> _Problem_
Scale the data below by rewriting every line of it, with each polygon coordinate multiplied by 0.35 and rounded to a whole number, halves rounding up. Keep all other lines as they are, and omit the pictures.

Records excerpted from a collection
________________________
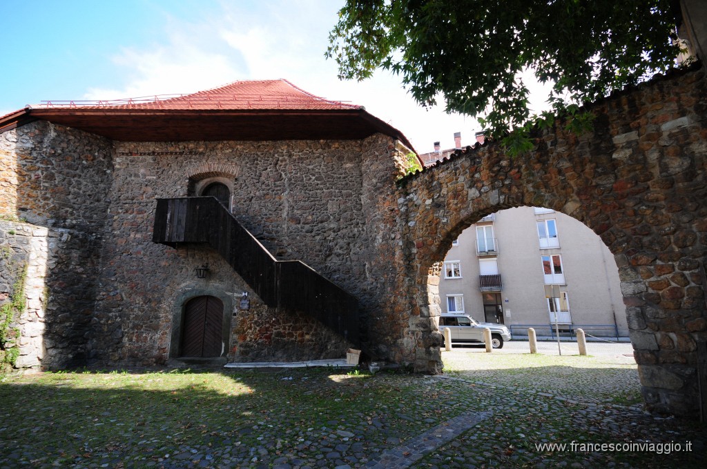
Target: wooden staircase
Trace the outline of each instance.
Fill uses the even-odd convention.
[[[158,198],[152,240],[208,243],[269,307],[303,311],[359,345],[356,299],[300,261],[279,261],[215,197]]]

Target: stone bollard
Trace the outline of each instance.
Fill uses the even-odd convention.
[[[442,333],[444,334],[444,350],[450,352],[452,350],[452,330],[445,327]]]
[[[493,350],[493,345],[491,343],[491,329],[489,328],[484,328],[484,342],[486,345],[486,352],[491,352]]]
[[[577,345],[579,346],[579,355],[587,355],[587,338],[582,329],[577,329]]]
[[[537,353],[537,338],[535,337],[535,329],[528,328],[528,344],[530,345],[530,353]]]

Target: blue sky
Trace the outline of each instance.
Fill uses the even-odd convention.
[[[380,71],[339,81],[325,59],[343,0],[4,0],[0,115],[42,100],[194,93],[237,80],[286,78],[363,105],[420,153],[472,143],[474,119],[426,110]]]

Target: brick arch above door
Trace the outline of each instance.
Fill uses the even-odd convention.
[[[181,340],[182,336],[182,324],[184,322],[185,309],[189,300],[198,297],[214,297],[219,299],[223,304],[223,321],[222,323],[221,340],[226,344],[225,352],[230,339],[230,325],[233,317],[234,304],[233,299],[226,293],[225,286],[214,284],[213,285],[189,285],[182,287],[175,295],[172,307],[172,324],[170,333],[170,359],[177,358],[181,352]]]

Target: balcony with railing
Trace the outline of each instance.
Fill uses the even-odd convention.
[[[498,239],[497,238],[477,238],[477,256],[490,257],[498,255]]]
[[[496,213],[489,213],[481,220],[479,220],[477,223],[481,223],[484,222],[493,222],[496,221]]]
[[[158,198],[153,242],[210,245],[272,307],[301,311],[354,344],[358,301],[300,261],[279,261],[215,197]]]
[[[479,287],[482,292],[500,292],[503,287],[501,274],[479,275]]]

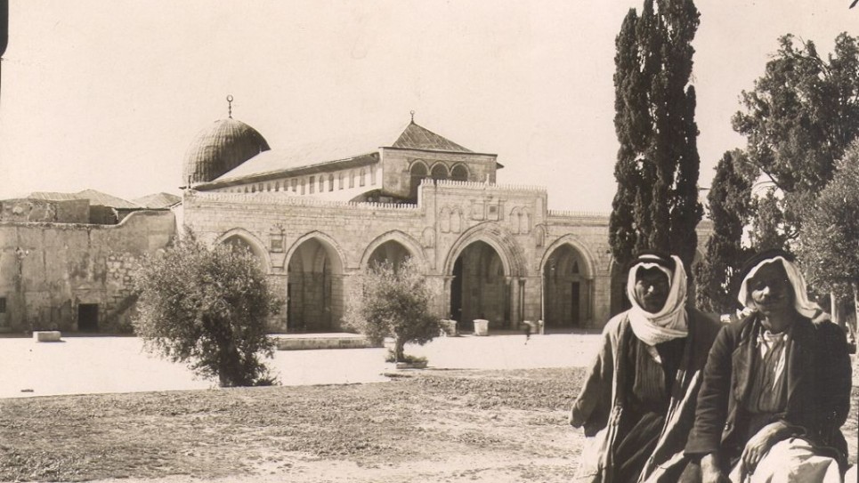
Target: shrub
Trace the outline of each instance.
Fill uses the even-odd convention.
________________________
> _Written solution_
Target: wooden staircase
Trace the outline of each instance.
Fill uses the even-odd convention.
[[[55,69],[53,84],[73,85],[94,107],[106,109],[126,121],[125,105],[105,91],[98,91],[75,69]]]

Target: stone bollard
Trace the outline of each instance.
Fill uses the even-odd convention.
[[[155,117],[155,117],[155,123],[158,123],[158,123],[158,116],[156,114]]]
[[[173,123],[173,121],[172,120],[172,115],[171,115],[169,115],[169,120],[170,121],[170,123],[172,123]]]
[[[202,121],[203,121],[203,124],[205,124],[205,118],[204,115],[202,115]]]
[[[188,124],[188,118],[187,118],[187,115],[185,115],[185,120],[186,121],[186,124]]]

Target: blue sky
Trace the outline of each instance.
Fill uses the even-odd convention.
[[[133,25],[119,28],[114,21],[120,0],[1,0],[0,40],[15,35],[68,33],[83,28],[100,27],[127,37],[147,54],[165,50],[166,42],[149,39]]]

Target: brick arch above door
Trace the outline of each instance.
Fill uses the even-odd convention.
[[[63,119],[64,118],[64,113],[64,113],[65,108],[66,105],[69,104],[75,104],[77,105],[78,106],[78,112],[78,113],[77,119],[79,120],[79,123],[81,119],[81,114],[82,111],[82,106],[82,105],[79,103],[79,100],[75,99],[75,100],[66,100],[64,100],[61,103],[60,107],[60,113],[60,117],[60,126],[62,125],[63,123]]]

Target: balcony with railing
Trace the outline of each instance.
Fill uses the even-odd convention.
[[[174,84],[174,83],[167,83],[167,90],[172,90],[174,89]]]
[[[174,75],[171,75],[168,77],[168,77],[167,78],[168,78],[169,78],[173,78],[174,77]]]
[[[55,69],[54,85],[74,86],[95,107],[105,109],[124,120],[125,105],[105,91],[98,91],[75,69]]]
[[[168,100],[169,102],[175,102],[176,100],[175,96],[168,96]]]

Target: shrub
Trace the outline of each instance.
Fill uses the even-odd convention.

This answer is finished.